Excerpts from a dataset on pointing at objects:
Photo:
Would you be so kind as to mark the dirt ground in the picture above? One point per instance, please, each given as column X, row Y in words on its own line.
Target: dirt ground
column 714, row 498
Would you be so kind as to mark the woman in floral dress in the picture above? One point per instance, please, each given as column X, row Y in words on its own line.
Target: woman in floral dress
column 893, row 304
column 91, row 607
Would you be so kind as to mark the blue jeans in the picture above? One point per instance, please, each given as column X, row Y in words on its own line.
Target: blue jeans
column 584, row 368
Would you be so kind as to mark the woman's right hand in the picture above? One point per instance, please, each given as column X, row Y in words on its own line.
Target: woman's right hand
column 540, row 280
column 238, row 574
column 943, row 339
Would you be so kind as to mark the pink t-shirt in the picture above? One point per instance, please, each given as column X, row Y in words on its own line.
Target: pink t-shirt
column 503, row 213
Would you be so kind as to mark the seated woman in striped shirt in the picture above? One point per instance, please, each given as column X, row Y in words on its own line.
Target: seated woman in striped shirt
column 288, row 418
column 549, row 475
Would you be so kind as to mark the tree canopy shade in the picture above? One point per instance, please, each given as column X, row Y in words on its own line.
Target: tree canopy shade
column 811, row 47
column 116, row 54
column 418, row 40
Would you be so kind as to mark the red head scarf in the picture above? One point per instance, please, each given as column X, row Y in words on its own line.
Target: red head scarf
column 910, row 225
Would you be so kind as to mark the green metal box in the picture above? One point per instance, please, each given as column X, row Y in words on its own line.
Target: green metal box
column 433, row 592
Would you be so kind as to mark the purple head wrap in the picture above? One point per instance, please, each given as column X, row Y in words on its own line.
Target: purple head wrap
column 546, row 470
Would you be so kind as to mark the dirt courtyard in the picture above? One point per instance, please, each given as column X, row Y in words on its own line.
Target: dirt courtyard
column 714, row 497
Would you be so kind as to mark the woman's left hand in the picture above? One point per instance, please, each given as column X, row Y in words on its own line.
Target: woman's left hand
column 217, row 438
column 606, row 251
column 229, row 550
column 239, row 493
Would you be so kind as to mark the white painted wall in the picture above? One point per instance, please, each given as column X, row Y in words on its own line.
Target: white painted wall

_Task instructions:_ Put every line of the records above into a JSON list of strings, with one string for each line and no entries for blank lines.

_Solved exercise:_
[
  "Photo:",
  "Would you be so kind as to mark the dirt ground in the picture above? One point per instance, please, each given as column X, row Y in words on its own line.",
  "Target: dirt ground",
  "column 714, row 498",
  "Would you be so kind as to mark the woman in floral dress in the picture above? One point per instance, please, each given as column X, row Y in words on its own line.",
  "Target: woman in floral dress",
  "column 893, row 304",
  "column 91, row 607",
  "Would you be so kind as to mark the blue jeans in the picture above? One point per instance, please, each given as column X, row Y in words on its own line.",
  "Target: blue jeans",
  "column 584, row 368",
  "Would you be so kind as to mark the woman's right hand in the picture above? One point per instance, please, each given as column X, row Y in words on its own line.",
  "Target: woman's right hand",
  "column 540, row 280",
  "column 238, row 574",
  "column 943, row 339",
  "Would you be so kind as to mark the pink t-shirt in the picture above? One point per instance, please, each given as column X, row Y in words on its own line.",
  "Target: pink t-shirt",
  "column 503, row 213",
  "Would you be so kind as to mark the seated woman in striped shirt in the picture above? One point per instance, please, each given as column X, row Y in words on its own line.",
  "Target: seated woman in striped shirt",
  "column 288, row 418",
  "column 549, row 475",
  "Would you be so kind as to mark the tree canopy shade in the picture above? One point per instance, please, each given as column X, row Y in words on its own line.",
  "Target: tree canopy shade",
  "column 811, row 47",
  "column 116, row 54",
  "column 418, row 40",
  "Would you be so kind as to mark the red head scarf in the picture above? One point per instance, please, each given as column X, row Y in words on its own line.",
  "Target: red head scarf",
  "column 910, row 225",
  "Would you be so kind as to mark the green metal box in the picture above? One point per instance, please, each given as column X, row Y in words on its own line.",
  "Target: green metal box",
  "column 433, row 592",
  "Would you be so kind as to mark the purple head wrap in the picture above? One point per instance, please, each given as column X, row Y in words on its own line.",
  "Target: purple head wrap",
  "column 546, row 470",
  "Would you be so kind as to mark the dirt courtyard in the picture above? One point per instance, please, each given as column X, row Y in words on its own line.",
  "Target: dirt courtyard",
  "column 714, row 497",
  "Would you be so kind as to mark the woman's left hand in the picture above? One point per instance, please, each given as column X, row Y in words on its own line.",
  "Target: woman's left hand",
  "column 217, row 438",
  "column 606, row 251",
  "column 229, row 550",
  "column 239, row 493",
  "Would you be so kind as to mark the white painted wall in the picture above? One point per instance, please, each given as column X, row Y in words on its own line.",
  "Target: white painted wall"
]